Natural-language object grounding data
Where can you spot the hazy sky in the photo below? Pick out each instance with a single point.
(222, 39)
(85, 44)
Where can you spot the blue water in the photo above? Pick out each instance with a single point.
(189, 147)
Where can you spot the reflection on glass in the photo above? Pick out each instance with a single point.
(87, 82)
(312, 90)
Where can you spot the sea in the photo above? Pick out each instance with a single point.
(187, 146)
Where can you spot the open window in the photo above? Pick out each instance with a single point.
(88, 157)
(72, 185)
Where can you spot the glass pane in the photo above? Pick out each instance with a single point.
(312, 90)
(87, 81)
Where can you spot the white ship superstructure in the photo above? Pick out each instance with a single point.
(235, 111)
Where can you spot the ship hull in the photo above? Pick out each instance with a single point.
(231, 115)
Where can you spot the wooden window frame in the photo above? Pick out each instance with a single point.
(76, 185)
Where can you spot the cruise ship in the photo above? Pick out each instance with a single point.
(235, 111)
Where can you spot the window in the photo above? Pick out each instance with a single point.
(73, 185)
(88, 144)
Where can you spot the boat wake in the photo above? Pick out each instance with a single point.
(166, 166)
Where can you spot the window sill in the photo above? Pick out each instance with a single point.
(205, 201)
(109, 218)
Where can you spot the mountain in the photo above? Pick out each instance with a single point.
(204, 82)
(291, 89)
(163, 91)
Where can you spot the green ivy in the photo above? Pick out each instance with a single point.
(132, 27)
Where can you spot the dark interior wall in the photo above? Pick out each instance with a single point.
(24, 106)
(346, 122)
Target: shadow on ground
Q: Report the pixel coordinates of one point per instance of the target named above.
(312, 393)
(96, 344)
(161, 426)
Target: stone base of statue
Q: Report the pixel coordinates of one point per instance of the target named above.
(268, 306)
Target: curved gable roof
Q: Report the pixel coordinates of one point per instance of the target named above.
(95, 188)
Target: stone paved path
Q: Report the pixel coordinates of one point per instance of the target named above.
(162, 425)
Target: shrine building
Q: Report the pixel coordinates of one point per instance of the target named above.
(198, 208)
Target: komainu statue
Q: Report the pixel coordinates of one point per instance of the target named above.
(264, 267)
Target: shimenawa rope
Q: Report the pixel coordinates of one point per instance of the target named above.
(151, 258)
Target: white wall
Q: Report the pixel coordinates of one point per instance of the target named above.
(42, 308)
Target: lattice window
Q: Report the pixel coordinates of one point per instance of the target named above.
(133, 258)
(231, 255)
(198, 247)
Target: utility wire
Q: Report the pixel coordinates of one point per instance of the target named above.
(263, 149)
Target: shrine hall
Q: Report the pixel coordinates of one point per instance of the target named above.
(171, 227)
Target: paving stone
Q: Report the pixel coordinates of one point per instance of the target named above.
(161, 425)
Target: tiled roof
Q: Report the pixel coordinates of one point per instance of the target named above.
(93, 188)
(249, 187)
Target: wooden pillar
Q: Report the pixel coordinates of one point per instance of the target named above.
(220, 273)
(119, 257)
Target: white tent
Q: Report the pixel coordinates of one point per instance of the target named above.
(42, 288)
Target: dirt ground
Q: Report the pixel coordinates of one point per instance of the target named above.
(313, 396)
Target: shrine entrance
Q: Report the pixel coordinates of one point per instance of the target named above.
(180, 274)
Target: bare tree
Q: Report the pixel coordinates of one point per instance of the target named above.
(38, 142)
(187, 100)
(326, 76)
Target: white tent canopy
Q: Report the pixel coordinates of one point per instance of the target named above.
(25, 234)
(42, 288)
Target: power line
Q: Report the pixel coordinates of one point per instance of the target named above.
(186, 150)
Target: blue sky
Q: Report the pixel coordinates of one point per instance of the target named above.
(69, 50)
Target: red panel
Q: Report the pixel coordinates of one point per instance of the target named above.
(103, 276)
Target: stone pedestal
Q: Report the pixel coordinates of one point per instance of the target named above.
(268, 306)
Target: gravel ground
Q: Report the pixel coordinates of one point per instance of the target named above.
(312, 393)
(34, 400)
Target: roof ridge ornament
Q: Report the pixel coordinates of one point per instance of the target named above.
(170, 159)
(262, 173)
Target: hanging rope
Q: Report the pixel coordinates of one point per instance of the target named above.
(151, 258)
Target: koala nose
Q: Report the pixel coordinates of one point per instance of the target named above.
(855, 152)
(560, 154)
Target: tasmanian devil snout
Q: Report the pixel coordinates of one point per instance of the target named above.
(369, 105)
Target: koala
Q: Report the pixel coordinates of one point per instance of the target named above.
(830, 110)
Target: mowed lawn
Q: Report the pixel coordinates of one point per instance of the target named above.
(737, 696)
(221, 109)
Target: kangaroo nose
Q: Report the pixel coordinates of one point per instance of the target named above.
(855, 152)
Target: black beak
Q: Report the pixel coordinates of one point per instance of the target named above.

» HOW TO COMPLETE THIS TASK:
Word for word, give back the data shown above.

» SOLVED EXERCISE:
Where can you spot the hazy sky in the photo below? Pick out each instance with a single point.
(222, 39)
(85, 44)
Where can you spot the blue water in the photo above? Pick out each instance with a single point.
(189, 147)
Where can you spot the reflection on glass in the photo above? Pick out each instance with a single point.
(87, 82)
(312, 90)
Where can you spot the sea in the photo above? Pick out each instance with a single point.
(187, 146)
Where can you spot the open window in the photo above? Pick out each instance with a single point.
(88, 157)
(72, 185)
Where can you spot the glass pane in the photo above? Pick out each instance with a single point.
(312, 90)
(87, 81)
Where can you spot the white ship superstructure in the photo above? Pick out each instance with a single point.
(235, 111)
Where can you spot the ship hull in the photo above? Pick out each instance with a single point.
(231, 115)
Where can you spot the wooden window frame in the photo above? Pick out each instance with a single point.
(76, 185)
Where can you spot the cruise ship in the photo above? Pick out each instance with a single point.
(235, 111)
Where can you spot the window in the photo above? Pick out each instance with a single point.
(73, 185)
(88, 144)
Where can you spot the boat wake in the photo above? Pick out each instance with a single point.
(166, 166)
Where can you spot the window sill in the photo above? Pick out each instance with a single point.
(205, 201)
(109, 218)
Where can you spot the mountain in the photo above? Pick out each instance with a single point.
(204, 82)
(291, 89)
(163, 91)
Where can you spot the green ivy in the photo above? Pick out each instance with a single point.
(132, 27)
Where can you spot the dark interior wall in the photo above? Pick out each instance with a single point.
(24, 106)
(346, 122)
Target: shadow on ground
Q: Report the pixel coordinates of one point per instance of the target named above.
(312, 393)
(96, 344)
(161, 426)
Target: stone base of statue
Q: Report the pixel coordinates of one point per instance of the target named above.
(268, 306)
Target: curved gable roof
Q: Report the pixel coordinates of one point per instance of the target named above.
(95, 188)
Target: stone paved path
Q: Report the pixel coordinates of one point per instance of the target named above.
(162, 425)
Target: shrine building
Q: Report the pixel coordinates of one point per instance of the target named above.
(198, 208)
Target: komainu statue
Q: Report the pixel coordinates of one point per instance of the target named above.
(264, 267)
Target: shimenawa rope
Q: Report the pixel coordinates of one point per instance of the target named above.
(151, 258)
Target: white wall
Q: Report the pixel coordinates of one point per instance of the target named above.
(42, 308)
Target: lattice window
Q: Report the pixel coordinates of one point per instance of the target named above.
(133, 258)
(231, 255)
(198, 247)
Target: utility wire
Q: Report the pixel coordinates of one point per instance of the target named above.
(263, 149)
Target: shrine hall
Q: Report the pixel coordinates of one point per instance of the target named above.
(171, 227)
Target: paving stone
Q: Report the pixel coordinates of one point per instance of the target named above.
(161, 425)
Target: tiled roof
Q: Report the pixel coordinates of one point per instance of the target named above.
(93, 188)
(249, 187)
Target: wooden pillar
Q: Report the pixel coordinates of one point per instance of the target named above.
(220, 273)
(119, 257)
Target: white tent
Q: Report the pixel coordinates of one point per instance of the target named above.
(42, 288)
Target: dirt ground
Q: Report the pixel coordinates of one point per instance of the target named above.
(313, 396)
Target: shrine entrance
Q: Report the pixel coordinates of one point per instance of the target named above.
(180, 274)
Target: bare tree
Q: Report the pixel coordinates of one point per instance of the target named above.
(38, 142)
(187, 100)
(326, 76)
Target: white tent canopy
Q: Report the pixel coordinates of one point per instance of the target named above.
(25, 234)
(42, 288)
Target: power line
Q: Report the pixel coordinates of one point per instance of the target named above.
(186, 150)
Target: blue sky
Q: Report the pixel coordinates of one point per instance of the target named above.
(69, 50)
Target: red panel
Q: Report the pixel coordinates of one point per instance of the target named above.
(103, 276)
Target: stone pedestal
Q: Report the pixel coordinates of one point per instance of the target named above.
(268, 306)
Target: gravel ground
Q: Report the pixel coordinates of one point per instance of the target named above.
(312, 393)
(34, 400)
Target: roof ridge ornament
Q: Report the pixel coordinates of one point per instance of the target named above.
(170, 159)
(262, 173)
Target: hanging rope
Q: Report the pixel coordinates of one point per instance of the target named above.
(151, 258)
Target: koala nose
Q: Report the pixel coordinates of one point per instance of the target named above.
(855, 152)
(560, 154)
Target: tasmanian devil snout
Q: Report the pixel coordinates of one point per instance of the target named above.
(369, 105)
Target: koala
Q: Report the pixel coordinates of one point per instance of the target named above.
(830, 110)
Target: mowed lawn
Q: Report the pixel coordinates of one point per instance of the target named above.
(737, 696)
(221, 109)
Target: kangaroo nose
Q: Report the pixel coordinates of one point per instance of the target named above.
(855, 152)
Target: black beak
Q: Report the pixel coordinates of one point per instance of the target named above.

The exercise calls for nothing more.